__EXTRACT TO READ__:
▶

The Strategy Is All Wrong

How many times has this happened to you?

The entire creative department is briefed on a new project for a big, important client. Everyone works tirelessly for weeks—concepting, arguing, re-concepting, designing, writing, honing, refining—until a polished campaign is approved by the agency executives. Then it passes through multiple layers of clients until it finally reaches the C-level client, who nonchalantly declares, ”The strategy is all wrong.”

If you’re nodding your head right now, you are not alone. I’ve personally experienced this scenario dozens of times. When it happens, I don’t even get frustrated anymore. I just chuckle. 

The question that everyone asks is, “Didn’t they sell the strategy up the chain first?” And the answer is almost always, no.

Throughout the business world, tens of millions of dollars go up in smoke every year from this common blunder. Not to mention the massive sacrifice of nights and weekends for dozens of very talented workers. 

It’s a debacle that can be so easily avoided, if only one simple principle is employed: sell the strategy up through the chain before beginning creative development.

◀

__MATERIAL PROVIDED__:
▶

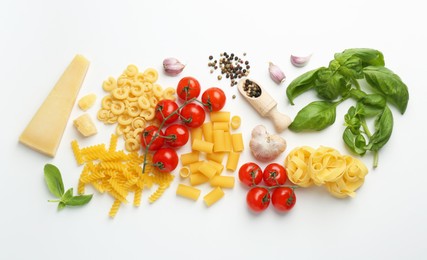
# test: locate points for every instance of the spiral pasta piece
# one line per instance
(114, 208)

◀

__EXERCISE__: In the text above about selling the strategy, which activities are listed between the dashes after "Everyone works tirelessly for weeks"?

__ANSWER FOR THE TASK__: concepting, arguing, re-concepting, designing, writing, honing, refining